▶ [WHAT YOU WILL DO]: Show each line below that contains the word "window". Case counts.

▶ [RECORD SET]:
- - - - - - -
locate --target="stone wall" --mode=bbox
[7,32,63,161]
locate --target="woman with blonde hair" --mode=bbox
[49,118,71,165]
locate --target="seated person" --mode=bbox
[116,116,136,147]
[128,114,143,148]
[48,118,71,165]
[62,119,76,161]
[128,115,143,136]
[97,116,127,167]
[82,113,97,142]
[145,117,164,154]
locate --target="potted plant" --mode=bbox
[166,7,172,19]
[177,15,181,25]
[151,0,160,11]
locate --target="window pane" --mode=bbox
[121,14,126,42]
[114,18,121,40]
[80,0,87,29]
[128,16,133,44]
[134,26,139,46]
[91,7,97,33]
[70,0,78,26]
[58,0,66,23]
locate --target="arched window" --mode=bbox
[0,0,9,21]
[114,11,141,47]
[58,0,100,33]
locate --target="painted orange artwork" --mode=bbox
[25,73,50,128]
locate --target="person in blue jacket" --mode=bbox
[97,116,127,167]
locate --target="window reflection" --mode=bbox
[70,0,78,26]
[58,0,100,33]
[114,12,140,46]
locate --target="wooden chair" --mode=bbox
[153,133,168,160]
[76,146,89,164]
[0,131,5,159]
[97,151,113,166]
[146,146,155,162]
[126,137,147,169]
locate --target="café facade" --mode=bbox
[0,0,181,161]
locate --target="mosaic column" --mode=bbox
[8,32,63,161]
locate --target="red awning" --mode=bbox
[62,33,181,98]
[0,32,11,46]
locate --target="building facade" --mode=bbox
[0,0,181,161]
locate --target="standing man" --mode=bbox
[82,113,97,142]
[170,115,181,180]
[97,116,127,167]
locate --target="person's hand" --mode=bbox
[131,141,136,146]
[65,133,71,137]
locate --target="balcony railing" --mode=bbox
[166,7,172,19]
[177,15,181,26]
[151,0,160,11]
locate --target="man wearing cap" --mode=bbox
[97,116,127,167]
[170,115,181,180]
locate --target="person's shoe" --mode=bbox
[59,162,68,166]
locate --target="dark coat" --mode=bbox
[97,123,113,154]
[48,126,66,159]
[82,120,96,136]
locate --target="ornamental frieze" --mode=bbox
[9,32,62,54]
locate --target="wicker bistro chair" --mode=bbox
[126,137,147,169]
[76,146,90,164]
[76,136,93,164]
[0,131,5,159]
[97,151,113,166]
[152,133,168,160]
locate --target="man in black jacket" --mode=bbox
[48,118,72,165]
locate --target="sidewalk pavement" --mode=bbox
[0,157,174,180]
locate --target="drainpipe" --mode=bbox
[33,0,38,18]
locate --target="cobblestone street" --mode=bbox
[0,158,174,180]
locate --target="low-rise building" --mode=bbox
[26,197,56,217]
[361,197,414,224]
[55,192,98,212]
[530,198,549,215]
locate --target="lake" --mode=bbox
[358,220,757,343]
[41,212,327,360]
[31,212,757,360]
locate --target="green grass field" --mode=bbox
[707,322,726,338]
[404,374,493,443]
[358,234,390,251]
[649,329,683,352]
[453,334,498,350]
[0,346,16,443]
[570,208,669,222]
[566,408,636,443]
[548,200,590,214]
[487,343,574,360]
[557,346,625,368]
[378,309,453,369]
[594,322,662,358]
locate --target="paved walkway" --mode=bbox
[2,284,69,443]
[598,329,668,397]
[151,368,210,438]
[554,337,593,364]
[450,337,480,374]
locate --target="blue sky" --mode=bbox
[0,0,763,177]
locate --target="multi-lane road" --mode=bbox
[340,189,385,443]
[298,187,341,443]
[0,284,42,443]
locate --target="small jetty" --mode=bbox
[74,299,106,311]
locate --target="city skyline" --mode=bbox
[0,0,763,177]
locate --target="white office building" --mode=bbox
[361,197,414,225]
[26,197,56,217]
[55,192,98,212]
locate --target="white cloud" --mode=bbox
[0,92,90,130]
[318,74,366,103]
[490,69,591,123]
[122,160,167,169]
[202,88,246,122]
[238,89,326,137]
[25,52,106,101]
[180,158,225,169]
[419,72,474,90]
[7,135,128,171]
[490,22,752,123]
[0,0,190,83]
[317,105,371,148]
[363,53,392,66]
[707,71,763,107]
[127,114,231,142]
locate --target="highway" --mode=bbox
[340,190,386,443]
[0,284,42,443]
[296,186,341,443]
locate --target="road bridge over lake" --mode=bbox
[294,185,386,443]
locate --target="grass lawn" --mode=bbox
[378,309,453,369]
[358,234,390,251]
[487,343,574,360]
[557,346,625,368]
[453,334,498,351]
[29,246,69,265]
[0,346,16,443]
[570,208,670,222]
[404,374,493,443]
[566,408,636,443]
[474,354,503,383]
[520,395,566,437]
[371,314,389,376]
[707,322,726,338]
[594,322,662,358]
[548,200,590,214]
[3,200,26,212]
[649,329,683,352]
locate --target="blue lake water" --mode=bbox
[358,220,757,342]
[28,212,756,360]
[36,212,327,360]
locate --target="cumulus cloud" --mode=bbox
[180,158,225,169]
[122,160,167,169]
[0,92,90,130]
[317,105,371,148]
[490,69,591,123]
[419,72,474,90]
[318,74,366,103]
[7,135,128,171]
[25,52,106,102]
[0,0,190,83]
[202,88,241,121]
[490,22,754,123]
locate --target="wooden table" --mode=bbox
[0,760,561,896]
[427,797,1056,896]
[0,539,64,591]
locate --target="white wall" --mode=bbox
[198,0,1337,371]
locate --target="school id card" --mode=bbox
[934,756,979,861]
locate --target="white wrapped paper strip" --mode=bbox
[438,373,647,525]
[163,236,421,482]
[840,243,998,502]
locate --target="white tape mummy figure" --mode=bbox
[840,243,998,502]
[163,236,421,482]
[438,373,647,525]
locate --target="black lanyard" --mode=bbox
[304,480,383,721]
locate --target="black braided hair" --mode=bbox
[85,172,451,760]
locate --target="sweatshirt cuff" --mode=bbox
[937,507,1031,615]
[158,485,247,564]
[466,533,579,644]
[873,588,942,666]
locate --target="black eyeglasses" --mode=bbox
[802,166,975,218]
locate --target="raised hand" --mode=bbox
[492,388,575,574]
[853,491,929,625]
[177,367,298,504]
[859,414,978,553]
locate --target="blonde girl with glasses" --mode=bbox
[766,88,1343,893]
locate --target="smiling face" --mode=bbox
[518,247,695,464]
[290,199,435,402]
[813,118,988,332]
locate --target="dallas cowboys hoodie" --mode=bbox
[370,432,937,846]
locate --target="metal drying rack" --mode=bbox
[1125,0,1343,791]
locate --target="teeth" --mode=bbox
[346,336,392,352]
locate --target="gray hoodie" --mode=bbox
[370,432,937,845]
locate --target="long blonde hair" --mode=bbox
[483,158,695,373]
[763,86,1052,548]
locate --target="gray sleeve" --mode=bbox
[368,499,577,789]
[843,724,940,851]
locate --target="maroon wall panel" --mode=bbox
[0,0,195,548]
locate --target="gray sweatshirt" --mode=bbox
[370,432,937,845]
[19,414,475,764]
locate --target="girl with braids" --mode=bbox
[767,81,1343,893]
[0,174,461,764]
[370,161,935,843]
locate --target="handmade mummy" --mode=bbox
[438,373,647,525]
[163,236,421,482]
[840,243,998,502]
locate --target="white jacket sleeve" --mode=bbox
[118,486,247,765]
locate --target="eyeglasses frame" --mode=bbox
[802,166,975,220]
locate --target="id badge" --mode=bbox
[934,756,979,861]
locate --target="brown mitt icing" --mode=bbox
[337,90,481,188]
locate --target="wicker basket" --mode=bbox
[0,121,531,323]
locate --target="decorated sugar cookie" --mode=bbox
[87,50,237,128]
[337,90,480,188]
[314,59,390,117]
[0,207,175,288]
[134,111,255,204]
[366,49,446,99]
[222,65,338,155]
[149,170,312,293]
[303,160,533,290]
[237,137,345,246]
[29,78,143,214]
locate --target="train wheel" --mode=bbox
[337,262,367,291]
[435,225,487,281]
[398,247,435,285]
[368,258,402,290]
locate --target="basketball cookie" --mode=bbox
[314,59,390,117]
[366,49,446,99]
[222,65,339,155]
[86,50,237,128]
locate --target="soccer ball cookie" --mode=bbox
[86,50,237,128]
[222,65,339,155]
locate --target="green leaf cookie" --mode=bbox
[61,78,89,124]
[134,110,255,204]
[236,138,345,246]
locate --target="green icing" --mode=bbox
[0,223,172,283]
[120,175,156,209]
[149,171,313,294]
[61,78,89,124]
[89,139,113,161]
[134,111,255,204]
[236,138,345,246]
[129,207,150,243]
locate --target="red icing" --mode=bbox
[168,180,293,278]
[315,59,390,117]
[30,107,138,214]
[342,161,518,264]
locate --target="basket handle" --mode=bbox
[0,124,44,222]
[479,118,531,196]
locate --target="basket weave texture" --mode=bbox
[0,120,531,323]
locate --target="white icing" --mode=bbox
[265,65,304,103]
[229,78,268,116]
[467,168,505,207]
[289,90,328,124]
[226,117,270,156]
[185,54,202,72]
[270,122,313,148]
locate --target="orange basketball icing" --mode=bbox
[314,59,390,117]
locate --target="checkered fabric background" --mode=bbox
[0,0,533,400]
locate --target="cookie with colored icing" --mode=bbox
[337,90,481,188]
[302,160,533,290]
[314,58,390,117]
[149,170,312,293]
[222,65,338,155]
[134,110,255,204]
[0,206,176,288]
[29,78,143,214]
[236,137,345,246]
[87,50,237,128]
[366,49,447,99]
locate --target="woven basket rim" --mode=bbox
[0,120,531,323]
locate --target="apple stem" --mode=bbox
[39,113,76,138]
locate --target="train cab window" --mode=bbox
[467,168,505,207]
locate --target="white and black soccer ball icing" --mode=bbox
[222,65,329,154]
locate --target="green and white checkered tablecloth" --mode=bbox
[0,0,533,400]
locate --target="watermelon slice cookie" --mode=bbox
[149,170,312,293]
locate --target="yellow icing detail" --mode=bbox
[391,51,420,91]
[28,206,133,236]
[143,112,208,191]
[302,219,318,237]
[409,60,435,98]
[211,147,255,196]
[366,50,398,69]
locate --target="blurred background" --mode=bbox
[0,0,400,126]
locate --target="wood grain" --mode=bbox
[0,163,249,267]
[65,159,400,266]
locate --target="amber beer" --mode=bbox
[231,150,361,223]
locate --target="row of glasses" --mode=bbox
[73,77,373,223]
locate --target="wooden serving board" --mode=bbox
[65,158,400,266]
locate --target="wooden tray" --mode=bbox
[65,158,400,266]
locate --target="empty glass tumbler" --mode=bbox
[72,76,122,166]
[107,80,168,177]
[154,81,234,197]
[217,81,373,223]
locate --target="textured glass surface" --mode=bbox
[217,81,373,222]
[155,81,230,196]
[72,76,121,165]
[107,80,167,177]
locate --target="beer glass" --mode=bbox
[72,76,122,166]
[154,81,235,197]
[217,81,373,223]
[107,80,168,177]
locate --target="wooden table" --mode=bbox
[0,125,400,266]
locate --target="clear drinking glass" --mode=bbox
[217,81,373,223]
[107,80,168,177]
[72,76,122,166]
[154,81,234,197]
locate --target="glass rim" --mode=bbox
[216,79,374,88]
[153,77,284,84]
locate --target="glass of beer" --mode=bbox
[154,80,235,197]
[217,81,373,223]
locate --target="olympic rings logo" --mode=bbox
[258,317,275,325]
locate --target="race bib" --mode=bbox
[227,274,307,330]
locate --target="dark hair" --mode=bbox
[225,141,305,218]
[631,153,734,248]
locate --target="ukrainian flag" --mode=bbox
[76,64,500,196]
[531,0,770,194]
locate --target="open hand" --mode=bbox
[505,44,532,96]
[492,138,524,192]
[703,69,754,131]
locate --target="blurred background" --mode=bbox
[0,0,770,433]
- - - - - - -
▶ [RESULT OF THIS TASK]:
locate --target="window pane" --mode=bbox
locate --target="arched window" --mode=bbox
locate --target="window reflection" --mode=bbox
locate --target="train cab window" --mode=bbox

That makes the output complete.